Description of the task: Copy the records below word for word, beginning at the line that contains "[mark] the framed" and continuing through the last line of the records.

[Collection entries]
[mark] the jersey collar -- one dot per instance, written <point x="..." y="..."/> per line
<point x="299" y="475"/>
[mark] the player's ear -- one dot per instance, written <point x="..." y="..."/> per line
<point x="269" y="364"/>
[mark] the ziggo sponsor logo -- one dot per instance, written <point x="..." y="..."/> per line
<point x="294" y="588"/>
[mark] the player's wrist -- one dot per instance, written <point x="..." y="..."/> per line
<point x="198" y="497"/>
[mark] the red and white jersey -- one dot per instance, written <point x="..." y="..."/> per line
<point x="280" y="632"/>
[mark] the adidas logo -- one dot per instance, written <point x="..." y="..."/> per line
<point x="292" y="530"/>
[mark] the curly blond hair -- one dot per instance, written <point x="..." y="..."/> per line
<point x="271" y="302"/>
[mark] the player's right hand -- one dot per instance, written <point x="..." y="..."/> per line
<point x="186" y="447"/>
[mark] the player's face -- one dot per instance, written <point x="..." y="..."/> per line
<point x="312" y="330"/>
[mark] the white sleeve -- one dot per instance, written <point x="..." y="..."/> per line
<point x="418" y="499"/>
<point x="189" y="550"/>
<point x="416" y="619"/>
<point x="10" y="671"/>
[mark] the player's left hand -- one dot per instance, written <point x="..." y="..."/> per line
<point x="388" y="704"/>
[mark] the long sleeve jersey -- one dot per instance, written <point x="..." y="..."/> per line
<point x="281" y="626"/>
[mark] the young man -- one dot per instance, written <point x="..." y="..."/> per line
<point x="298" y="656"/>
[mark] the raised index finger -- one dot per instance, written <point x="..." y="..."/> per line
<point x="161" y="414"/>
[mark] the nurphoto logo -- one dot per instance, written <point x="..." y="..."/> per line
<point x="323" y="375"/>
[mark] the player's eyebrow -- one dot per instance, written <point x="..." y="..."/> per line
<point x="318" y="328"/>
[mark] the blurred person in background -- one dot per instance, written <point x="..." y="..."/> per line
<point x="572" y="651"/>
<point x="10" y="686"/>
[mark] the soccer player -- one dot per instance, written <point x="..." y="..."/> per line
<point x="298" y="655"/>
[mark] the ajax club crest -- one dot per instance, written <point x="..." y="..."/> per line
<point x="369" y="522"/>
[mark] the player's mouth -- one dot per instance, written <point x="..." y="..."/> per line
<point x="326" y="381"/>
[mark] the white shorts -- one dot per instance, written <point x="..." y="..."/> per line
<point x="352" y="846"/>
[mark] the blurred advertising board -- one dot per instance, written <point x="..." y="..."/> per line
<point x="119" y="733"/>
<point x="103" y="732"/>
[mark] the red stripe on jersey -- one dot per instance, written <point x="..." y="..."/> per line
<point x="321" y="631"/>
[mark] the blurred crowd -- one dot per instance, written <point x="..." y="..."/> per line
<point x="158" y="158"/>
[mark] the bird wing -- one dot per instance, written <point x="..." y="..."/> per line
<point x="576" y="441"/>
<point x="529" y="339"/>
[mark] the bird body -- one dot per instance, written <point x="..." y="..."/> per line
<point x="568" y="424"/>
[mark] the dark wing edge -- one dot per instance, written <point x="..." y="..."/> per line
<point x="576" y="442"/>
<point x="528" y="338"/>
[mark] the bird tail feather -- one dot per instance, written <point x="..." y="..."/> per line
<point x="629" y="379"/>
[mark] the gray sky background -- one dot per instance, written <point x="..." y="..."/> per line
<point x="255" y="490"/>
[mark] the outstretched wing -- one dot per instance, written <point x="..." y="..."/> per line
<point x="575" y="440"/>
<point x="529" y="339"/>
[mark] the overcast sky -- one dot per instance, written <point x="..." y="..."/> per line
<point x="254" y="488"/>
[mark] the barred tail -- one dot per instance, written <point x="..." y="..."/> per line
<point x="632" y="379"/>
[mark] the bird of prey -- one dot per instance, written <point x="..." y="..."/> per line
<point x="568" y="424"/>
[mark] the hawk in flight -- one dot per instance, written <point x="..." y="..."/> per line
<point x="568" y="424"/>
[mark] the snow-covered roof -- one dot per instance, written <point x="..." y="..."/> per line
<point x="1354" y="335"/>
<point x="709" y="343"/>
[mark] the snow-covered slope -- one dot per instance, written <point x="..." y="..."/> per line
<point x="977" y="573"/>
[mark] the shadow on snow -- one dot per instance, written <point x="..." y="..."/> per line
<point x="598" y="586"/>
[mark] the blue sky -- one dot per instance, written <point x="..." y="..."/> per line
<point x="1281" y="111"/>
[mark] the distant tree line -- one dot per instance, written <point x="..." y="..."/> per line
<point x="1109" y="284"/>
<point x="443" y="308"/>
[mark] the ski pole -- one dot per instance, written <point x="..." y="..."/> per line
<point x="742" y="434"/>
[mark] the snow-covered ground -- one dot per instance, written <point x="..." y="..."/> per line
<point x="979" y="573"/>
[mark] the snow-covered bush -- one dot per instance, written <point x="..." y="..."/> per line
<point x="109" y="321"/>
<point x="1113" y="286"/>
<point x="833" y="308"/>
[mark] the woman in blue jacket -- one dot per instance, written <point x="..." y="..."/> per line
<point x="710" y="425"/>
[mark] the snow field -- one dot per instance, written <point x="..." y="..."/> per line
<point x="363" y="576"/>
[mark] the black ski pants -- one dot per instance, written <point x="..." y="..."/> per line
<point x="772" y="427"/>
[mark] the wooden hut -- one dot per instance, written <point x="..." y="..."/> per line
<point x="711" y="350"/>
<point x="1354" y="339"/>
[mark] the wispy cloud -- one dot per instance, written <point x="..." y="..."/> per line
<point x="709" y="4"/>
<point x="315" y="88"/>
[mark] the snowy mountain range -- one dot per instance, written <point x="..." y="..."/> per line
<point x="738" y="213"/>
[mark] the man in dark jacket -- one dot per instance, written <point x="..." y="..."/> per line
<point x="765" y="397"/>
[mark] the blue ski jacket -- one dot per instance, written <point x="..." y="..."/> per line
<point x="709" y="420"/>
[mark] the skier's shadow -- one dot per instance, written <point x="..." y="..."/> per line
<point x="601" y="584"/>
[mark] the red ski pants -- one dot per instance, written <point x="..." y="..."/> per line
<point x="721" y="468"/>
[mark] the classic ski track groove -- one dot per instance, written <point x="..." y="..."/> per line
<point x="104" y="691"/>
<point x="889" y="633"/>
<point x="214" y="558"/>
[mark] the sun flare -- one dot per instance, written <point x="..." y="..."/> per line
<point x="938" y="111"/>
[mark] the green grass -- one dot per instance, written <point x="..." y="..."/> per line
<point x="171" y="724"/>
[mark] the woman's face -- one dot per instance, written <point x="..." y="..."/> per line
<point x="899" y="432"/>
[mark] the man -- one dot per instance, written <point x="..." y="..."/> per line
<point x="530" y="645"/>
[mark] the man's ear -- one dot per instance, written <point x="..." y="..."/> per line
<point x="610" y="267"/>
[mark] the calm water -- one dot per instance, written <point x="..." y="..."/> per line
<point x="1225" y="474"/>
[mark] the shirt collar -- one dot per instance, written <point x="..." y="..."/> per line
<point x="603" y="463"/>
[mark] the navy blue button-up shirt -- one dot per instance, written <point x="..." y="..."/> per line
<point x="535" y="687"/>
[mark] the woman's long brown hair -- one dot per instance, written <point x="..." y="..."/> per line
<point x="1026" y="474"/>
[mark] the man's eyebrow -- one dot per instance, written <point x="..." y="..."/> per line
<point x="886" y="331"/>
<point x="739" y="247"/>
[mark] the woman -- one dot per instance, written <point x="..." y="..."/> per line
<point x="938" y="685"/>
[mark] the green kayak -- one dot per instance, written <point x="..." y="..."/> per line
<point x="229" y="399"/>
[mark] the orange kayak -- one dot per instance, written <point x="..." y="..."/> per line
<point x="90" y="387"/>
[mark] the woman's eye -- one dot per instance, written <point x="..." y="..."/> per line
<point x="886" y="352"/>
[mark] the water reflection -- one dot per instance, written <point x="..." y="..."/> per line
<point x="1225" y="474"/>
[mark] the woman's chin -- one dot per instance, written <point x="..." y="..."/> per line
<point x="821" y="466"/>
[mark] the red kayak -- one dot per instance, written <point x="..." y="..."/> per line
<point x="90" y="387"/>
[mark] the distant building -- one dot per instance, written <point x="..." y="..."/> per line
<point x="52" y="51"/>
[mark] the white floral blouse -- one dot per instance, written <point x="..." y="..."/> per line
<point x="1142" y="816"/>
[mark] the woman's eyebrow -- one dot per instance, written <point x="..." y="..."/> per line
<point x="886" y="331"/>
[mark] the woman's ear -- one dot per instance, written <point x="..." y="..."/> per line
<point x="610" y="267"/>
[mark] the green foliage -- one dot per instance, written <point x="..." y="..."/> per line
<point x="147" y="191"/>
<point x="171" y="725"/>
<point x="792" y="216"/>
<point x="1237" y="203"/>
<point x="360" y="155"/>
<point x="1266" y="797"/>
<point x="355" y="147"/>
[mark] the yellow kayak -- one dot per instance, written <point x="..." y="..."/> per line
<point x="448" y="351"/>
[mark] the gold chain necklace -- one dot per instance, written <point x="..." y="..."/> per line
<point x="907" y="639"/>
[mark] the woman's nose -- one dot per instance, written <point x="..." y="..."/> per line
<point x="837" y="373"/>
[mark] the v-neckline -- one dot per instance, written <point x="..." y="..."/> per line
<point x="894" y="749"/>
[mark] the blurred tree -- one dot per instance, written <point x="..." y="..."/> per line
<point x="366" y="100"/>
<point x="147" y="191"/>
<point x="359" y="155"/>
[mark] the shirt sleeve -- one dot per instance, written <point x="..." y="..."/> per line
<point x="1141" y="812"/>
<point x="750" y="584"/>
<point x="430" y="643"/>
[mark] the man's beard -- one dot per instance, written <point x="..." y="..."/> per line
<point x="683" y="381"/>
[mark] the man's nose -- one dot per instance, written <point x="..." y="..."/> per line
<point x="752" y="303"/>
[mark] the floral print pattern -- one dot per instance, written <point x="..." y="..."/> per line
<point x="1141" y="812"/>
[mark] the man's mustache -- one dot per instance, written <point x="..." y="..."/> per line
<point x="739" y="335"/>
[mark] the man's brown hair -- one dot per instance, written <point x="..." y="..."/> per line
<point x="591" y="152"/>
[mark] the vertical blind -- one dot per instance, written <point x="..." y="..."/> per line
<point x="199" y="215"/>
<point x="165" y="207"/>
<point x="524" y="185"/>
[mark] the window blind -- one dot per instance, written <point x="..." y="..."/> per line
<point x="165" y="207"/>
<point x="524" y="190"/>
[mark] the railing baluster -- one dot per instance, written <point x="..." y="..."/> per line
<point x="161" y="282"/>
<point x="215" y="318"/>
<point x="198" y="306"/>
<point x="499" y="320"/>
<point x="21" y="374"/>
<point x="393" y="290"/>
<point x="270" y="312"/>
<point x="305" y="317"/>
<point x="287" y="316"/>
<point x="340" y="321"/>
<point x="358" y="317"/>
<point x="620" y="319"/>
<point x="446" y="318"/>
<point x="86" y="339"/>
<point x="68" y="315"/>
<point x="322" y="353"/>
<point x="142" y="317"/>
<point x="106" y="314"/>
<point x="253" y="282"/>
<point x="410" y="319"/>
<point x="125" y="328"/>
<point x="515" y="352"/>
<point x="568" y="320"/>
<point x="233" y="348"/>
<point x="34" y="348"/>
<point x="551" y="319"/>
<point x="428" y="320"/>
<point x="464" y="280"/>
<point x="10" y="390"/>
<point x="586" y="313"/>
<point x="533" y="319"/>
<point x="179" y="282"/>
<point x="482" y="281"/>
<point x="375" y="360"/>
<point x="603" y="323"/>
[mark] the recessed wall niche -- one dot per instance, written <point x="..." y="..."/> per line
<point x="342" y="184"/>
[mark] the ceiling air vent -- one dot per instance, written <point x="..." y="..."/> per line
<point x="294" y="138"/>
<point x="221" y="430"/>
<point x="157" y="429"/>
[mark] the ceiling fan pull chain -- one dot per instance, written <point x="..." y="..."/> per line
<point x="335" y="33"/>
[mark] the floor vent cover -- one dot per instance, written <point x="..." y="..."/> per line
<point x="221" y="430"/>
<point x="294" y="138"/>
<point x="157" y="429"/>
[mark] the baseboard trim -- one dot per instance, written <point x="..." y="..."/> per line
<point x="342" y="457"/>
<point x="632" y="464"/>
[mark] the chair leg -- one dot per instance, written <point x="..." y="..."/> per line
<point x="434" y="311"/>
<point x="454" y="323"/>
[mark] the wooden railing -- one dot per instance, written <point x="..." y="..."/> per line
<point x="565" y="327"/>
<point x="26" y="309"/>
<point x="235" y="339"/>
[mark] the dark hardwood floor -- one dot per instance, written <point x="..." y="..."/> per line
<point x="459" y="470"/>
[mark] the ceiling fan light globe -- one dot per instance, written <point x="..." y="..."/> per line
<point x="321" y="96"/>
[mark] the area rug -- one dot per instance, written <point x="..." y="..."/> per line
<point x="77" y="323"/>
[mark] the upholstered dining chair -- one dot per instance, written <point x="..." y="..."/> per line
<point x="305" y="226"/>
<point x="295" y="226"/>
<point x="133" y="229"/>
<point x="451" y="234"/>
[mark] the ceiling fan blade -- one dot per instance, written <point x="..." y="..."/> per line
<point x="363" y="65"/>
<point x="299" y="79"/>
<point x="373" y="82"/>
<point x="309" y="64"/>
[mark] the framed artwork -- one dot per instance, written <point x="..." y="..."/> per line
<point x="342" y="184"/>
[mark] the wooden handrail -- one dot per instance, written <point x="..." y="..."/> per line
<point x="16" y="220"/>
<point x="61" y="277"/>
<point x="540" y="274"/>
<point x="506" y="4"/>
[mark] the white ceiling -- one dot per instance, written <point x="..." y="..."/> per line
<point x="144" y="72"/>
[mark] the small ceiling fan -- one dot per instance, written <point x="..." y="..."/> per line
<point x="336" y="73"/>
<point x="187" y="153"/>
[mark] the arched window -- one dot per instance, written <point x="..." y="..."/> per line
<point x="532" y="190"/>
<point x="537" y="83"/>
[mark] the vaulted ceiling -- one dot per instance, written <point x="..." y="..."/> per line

Written reply:
[mark] the framed artwork -- one dot per instance, written <point x="..." y="..."/> per line
<point x="342" y="184"/>
[mark] the wooden handrail -- one dot per instance, written <point x="..." y="..."/> per line
<point x="16" y="220"/>
<point x="61" y="277"/>
<point x="540" y="274"/>
<point x="506" y="4"/>
[mark] the white ceiling -- one dot per instance, written <point x="..." y="..."/> per line
<point x="144" y="72"/>
[mark] the small ceiling fan -- one dot per instance, written <point x="..." y="..."/> per line
<point x="336" y="73"/>
<point x="187" y="153"/>
[mark] the arched window -- one dot per instance, written <point x="..." y="..."/> per line
<point x="532" y="190"/>
<point x="537" y="83"/>
[mark] the vaulted ceiling -- one dot per instance, written <point x="..." y="..."/> per line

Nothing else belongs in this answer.